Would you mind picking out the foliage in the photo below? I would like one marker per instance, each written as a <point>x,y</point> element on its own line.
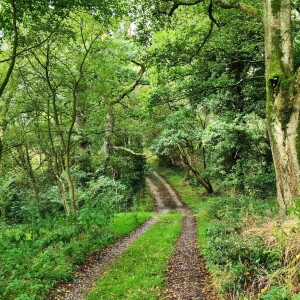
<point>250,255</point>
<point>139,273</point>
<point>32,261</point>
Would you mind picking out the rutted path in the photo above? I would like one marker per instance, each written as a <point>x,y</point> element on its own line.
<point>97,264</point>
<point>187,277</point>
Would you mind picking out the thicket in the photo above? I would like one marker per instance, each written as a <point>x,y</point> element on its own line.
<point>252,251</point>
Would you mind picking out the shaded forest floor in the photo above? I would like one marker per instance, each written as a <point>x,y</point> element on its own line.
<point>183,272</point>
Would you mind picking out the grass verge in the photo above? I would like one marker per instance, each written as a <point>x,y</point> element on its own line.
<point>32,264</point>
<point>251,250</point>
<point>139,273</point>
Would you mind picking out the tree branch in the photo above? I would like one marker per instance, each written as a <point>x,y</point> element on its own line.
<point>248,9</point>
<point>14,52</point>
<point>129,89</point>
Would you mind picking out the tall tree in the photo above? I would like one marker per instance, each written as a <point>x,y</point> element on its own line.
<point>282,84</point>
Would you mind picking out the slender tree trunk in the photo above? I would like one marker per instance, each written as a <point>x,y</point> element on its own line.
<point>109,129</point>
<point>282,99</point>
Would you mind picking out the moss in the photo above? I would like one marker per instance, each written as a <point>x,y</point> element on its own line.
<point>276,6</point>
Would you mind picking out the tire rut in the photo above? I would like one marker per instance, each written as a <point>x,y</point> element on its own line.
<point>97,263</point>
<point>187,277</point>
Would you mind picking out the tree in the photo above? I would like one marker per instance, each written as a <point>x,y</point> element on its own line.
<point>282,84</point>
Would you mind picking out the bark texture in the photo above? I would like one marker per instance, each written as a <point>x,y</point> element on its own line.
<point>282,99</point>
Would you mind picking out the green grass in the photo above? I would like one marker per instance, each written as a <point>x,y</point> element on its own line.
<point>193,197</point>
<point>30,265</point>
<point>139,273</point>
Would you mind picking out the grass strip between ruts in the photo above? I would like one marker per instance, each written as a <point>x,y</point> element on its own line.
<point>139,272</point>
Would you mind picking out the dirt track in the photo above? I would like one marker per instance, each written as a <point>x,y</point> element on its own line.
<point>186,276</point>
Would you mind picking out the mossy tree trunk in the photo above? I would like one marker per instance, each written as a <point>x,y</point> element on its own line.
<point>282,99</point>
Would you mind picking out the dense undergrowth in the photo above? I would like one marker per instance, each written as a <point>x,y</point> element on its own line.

What you should do:
Rewrite all of the data above, replacing "Would you mind picking out" with "Could you mark" and leaving everything else as it is. Omit the pictures.

Result of this exercise:
Could you mark the foliage in the photo below? I would like one marker per instance, each written as a <point>x,y</point> element on its own line.
<point>250,255</point>
<point>139,273</point>
<point>32,261</point>
Could you mark the rutted path in the photo above? I would like one marker per instance, each written as a <point>x,y</point> element on its own line.
<point>97,264</point>
<point>187,277</point>
Could you mark the thicket in the photo above? I would like one marker per instance, each written as a <point>x,y</point> element on its own line.
<point>252,251</point>
Could you mark the shaded forest floor in the photo above? I would like one marker per instance, each written as a <point>x,y</point> element on its own line.
<point>183,272</point>
Could you mark the grass verge in the photo above? I would like one marker per instance, each written as a <point>x,y</point> element on its own line.
<point>32,264</point>
<point>251,250</point>
<point>139,273</point>
Could you mark the tree branch in the photo above? I would like one marker per instance, each written as a <point>x,y</point> element on its own line.
<point>248,9</point>
<point>14,52</point>
<point>129,89</point>
Could you mark the tall tree in the photo above? I would like one marker per instance, each written as a <point>x,y</point> element on its own line.
<point>282,84</point>
Could you mark the slender tree trunk in the photo above? I would like one marker per instance, each written as a <point>x,y</point> element on its own line.
<point>109,129</point>
<point>282,99</point>
Could you mark the moss in the photo above? I would like one marker per instance, each written as a <point>x,y</point> element on its own line.
<point>276,6</point>
Could you mark the tire rut in the photo above? I would like one marker per instance, each written as a <point>x,y</point> element on its own line.
<point>97,263</point>
<point>187,277</point>
Could you mark the tree in the photo above? I would like one marker per instance, each written as a <point>x,y</point> element on its own line.
<point>282,84</point>
Could you mark the bark texture in the photo above? I would like one marker per instance, each written as a <point>x,y</point> element on its own line.
<point>282,99</point>
Could you mark the green grass in the photo above? I would like one marker per instance, each written as a <point>x,y</point> element on its own line.
<point>193,197</point>
<point>30,265</point>
<point>139,273</point>
Could you mark the grass strip between ruts in the photo above? I would like one marker per instance, each written as a <point>x,y</point> element on its own line.
<point>139,272</point>
Could you mark the dirt track in the photo above? I would like one marker per instance, each written as a <point>x,y</point> element on its own line.
<point>186,276</point>
Could you mark the mossy tree trunk in the photo above? I would like one marker per instance, each written as a <point>x,y</point> element on its own line.
<point>282,99</point>
Could you mark the dense undergrowth in the photo above? I would like one marker per instance, each written as a <point>x,y</point> element on its own line.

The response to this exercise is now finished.